Required work:
Copy the passage below on relative geometric constructibility word for word, keeping every formula unchanged.

Document passage:
▽
This is a partial preorder on geometric figures, considered as sets of points in the Euclidean plane. The order gives rise to a corresponding strict order notion $A<B$, which holds when from $B$ we may construct $A$ but not conversely. That is, $$A<B\qquad\text{ if and only if }\qquad A\leq B\quad\text{ and }\quad B\not\leq A.$$

Question. Is the hierarchy of relative geometric constructibility a dense order? That is, if $A<B$ for figures in the plane, is there a figure $C$ such that $A<C<B$?

I would also be interested to know whether the answer depends on considering only finite sets of points or infinite sets.

[Update. The main question is now answered by the maximality argument of Pace Nielsen below, but remains open in the case of finite figures. That is, if $A$ and $B$ are finite geometric figures with $A<B$, must there be some figure $C$ strictly between?]

Let me make a few observations. First, relative constructibility is symmetric on line segments. That is, if a line segment $AB$ is constructible from $CD$, then $CD$ is constructible from $AB$. Thus, the relation of relative constructibility on line segments is an equivalence relation, with no occurences of the strict order. The argument is given on my blog post. For this reason, there will be no counterexamples to density using segments only.

The symmetry claim is not true, however, for triangles. For example, from a unit length and $\sqrt[3]{2}$, we can construct a unit isosceles right triangle, but from such a triangle, we cannot construct the length $\sqrt[3]{2}$. This instance is also discussed on my blog post.
△
Material:
▽
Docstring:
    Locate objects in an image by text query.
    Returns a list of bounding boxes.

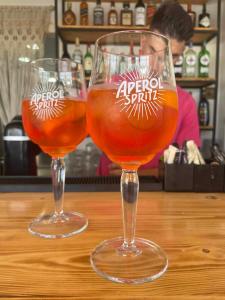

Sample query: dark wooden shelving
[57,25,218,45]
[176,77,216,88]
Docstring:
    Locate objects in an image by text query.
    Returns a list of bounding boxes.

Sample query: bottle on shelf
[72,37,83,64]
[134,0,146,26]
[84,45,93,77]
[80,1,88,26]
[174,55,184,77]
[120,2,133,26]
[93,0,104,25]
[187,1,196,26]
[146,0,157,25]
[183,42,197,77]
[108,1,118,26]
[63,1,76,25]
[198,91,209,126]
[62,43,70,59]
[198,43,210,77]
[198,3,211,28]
△
Solution to the problem:
This is a partial preorder on geometric figures, considered as sets of points in the Euclidean plane. The order gives rise to a corresponding strict order notion $A<B$, which holds when from $B$ we may construct $A$ but not conversely. That is, $$A<B\qquad\text{ if and only if }\qquad A\leq B\quad\text{ and }\quad B\not\leq A.$$

Question. Is the hierarchy of relative geometric constructibility a dense order? That is, if $A<B$ for figures in the plane, is there a figure $C$ such that $A<C<B$?

I would also be interested to know whether the answer depends on considering only finite sets of points or infinite sets.

[Update. The main question is now answered by the maximality argument of Pace Nielsen below, but remains open in the case of finite figures. That is, if $A$ and $B$ are finite geometric figures with $A<B$, must there be some figure $C$ strictly between?]

Let me make a few observations. First, relative constructibility is symmetric on line segments. That is, if a line segment $AB$ is constructible from $CD$, then $CD$ is constructible from $AB$. Thus, the relation of relative constructibility on line segments is an equivalence relation, with no occurences of the strict order. The argument is given on my blog post. For this reason, there will be no counterexamples to density using segments only.

The symmetry claim is not true, however, for triangles. For example, from a unit length and $\sqrt[3]{2}$, we can construct a unit isosceles right triangle, but from such a triangle, we cannot construct the length $\sqrt[3]{2}$. This instance is also discussed on my blog post.